* _Task brief_
Reproduce each line below without any alteration.

═════ Record set ═════

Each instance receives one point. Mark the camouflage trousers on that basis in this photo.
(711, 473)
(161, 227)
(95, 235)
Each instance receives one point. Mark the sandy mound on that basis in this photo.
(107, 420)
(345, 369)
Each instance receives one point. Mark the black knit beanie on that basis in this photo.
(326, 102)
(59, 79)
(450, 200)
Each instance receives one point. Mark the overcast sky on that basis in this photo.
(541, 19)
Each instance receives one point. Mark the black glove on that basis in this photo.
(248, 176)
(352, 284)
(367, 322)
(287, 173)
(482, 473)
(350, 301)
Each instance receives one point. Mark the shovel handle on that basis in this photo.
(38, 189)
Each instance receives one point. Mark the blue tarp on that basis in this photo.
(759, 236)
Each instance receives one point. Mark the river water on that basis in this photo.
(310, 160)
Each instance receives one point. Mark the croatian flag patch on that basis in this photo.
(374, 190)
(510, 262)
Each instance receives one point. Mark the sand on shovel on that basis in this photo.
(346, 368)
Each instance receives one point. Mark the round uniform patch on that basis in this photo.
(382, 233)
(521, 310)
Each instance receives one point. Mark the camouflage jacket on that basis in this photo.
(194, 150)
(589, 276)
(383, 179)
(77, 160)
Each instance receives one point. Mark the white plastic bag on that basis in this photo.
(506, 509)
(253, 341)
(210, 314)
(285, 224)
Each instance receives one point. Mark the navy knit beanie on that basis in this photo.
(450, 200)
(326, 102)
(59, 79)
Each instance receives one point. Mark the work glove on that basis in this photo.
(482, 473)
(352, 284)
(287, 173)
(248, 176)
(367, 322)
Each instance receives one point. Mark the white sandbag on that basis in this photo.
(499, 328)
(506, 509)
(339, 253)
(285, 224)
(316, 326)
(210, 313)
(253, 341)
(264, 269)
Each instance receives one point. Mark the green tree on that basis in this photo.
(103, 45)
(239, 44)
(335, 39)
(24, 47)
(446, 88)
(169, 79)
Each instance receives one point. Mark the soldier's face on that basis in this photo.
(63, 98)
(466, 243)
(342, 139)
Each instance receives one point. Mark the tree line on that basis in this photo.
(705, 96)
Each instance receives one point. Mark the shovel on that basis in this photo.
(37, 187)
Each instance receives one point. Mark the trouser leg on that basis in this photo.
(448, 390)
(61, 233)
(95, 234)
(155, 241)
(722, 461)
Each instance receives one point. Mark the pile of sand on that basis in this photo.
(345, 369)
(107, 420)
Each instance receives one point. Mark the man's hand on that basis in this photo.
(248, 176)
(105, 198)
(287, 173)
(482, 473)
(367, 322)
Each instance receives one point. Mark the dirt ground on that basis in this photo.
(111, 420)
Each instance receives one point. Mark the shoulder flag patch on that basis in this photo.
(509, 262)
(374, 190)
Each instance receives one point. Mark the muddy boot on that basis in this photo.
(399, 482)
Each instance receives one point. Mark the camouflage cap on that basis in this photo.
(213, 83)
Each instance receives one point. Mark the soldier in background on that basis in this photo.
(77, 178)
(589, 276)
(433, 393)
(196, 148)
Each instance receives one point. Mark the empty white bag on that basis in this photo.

═════

* _Exercise output_
Each instance receives one point. Mark the camouflage trousers on that basis in this photo.
(711, 473)
(161, 227)
(95, 235)
Each instance receives one point. Mark the sandy mound on that basis in this photo.
(107, 420)
(345, 369)
Each instance receives one point. Mark the black knit beanie on that basis in this photo.
(326, 102)
(59, 79)
(450, 200)
Each instance receives one point. Mark the overcast sky on that basis in this photo.
(541, 19)
Each instance receives one point. Mark the black glove on that basis in this photo.
(248, 176)
(352, 284)
(367, 322)
(287, 173)
(482, 473)
(350, 301)
Each instance receives one point. Mark the shovel handle on that basis in this photo.
(38, 189)
Each instance receives one point. Mark the blue tarp on that basis in this photo.
(759, 236)
Each instance receives one point. Mark the river water on that basis in this photo.
(310, 160)
Each instance receives one point. Mark the croatian flag patch on that basis in this photo.
(374, 190)
(510, 262)
Each instance receives one point. Mark the sand on shovel on that basis in this photo.
(346, 368)
Each instance receives one point. Mark the round uniform patch on that basis in this photo.
(382, 233)
(521, 310)
Each instance receives one point. Mark the camouflage jacket on that basis in this photo.
(194, 150)
(589, 276)
(383, 179)
(77, 160)
Each instance receives one point. Mark the white plastic bag on that basis in this photo.
(506, 509)
(253, 341)
(210, 314)
(285, 224)
Each instance receives one point. Mark the navy knit beanie on that basis in this photo.
(450, 200)
(326, 102)
(59, 79)
Each instance receives one point. Mark the work glove on that basis in this photo.
(482, 473)
(352, 284)
(287, 173)
(248, 176)
(367, 322)
Each instance receives one point. Mark the white sandbag on that basis in this photo.
(499, 328)
(506, 509)
(339, 253)
(285, 224)
(316, 326)
(210, 313)
(253, 341)
(264, 269)
Each instance receives one point. Mark the green tree on that basis in this photo.
(103, 45)
(239, 44)
(335, 39)
(24, 47)
(446, 88)
(169, 79)
Each instance receives one point. Mark the soldier's face on that basis in this photo.
(63, 98)
(466, 243)
(342, 139)
Each instance receives one point. Mark the tree line on that basis in this photo.
(705, 96)
Each instance receives one point. Mark the shovel on that basis in this photo.
(37, 187)
Each instance receives one point. Mark the trouser leg on that basis in this photo.
(448, 390)
(61, 233)
(95, 234)
(155, 241)
(722, 461)
Each instance receives one point. Mark the pile of sand on that basis in this photo.
(345, 369)
(107, 420)
Each instance receives one point. Mark the man's hand on that basis in this photo.
(248, 176)
(105, 198)
(287, 173)
(482, 473)
(367, 322)
Each instance receives one point. Mark the dirt ground on that basis in this photo.
(111, 420)
Each instance receives one point. Mark the shoulder flag patch on that basis in this photo.
(509, 262)
(374, 190)
Each instance receives one point. Mark the muddy boot on that basis in this photo.
(399, 482)
Each instance receives one point. Mark the camouflage cap on that basis in this photo.
(213, 83)
Each instance receives one point. Mark the soldier in background on that basis in this photo.
(77, 178)
(589, 276)
(433, 393)
(196, 148)
Each instance receives one point. Mark the empty white bag on that basis in this photo.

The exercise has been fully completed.